→ **WHAT TO PRODUCE**
Format the lines of the items as a numbered list, from the line containing "Annotate every instance of the brown" through the last line of the items, both ends included. Leave out any blank lines.
=-=-=-=-=
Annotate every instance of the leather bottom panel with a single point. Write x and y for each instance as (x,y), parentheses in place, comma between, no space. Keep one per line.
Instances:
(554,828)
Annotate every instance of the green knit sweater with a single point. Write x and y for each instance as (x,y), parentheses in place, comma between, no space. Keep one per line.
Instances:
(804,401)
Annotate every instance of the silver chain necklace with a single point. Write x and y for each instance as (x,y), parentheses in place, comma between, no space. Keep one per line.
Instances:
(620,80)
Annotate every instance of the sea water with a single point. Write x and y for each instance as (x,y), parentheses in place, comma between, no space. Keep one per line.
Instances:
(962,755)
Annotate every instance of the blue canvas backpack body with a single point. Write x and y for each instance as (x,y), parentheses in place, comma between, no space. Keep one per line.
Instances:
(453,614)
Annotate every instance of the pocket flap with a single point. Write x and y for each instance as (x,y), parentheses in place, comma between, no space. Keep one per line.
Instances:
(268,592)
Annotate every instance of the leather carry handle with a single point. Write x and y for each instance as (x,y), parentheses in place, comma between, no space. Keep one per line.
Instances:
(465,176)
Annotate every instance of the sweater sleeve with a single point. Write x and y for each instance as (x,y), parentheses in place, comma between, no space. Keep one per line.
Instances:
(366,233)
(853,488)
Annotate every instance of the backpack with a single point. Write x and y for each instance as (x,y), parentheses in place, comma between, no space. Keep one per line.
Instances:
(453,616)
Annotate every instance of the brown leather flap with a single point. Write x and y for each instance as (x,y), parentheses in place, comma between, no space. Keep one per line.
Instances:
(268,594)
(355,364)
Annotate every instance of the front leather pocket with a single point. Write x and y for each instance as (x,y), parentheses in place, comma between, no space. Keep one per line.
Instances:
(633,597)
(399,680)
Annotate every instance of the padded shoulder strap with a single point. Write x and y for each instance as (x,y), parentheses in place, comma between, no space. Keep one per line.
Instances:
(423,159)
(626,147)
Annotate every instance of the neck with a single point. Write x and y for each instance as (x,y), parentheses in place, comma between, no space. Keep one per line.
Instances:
=-=-=-=-=
→ **SOLUTION TO THE EXERCISE**
1. Annotate every instance of the brown leather flap with a single point. Write x and y for each instance as (x,y), parentheses in place, comma between, no space. Keep one per line.
2. Instances:
3. (268,594)
4. (355,364)
5. Annotate every instance of the front leather pocket with a single point. Write x and y for each instance as (x,y), parentheses in place, comma between, no space. Keep one per line.
6. Instances:
7. (633,597)
8. (399,680)
9. Annotate every instance of the padded shoulder strap with a single point. Write x and y for each instance as (x,y), parentheses in place, comma between, no space. Keep one per line.
10. Instances:
11. (423,159)
12. (626,147)
13. Annotate every instance of the neck with a single point. Write x and y for each instance as (x,y), parentheses in place, comma between, no space. Keep one per line.
14. Instances:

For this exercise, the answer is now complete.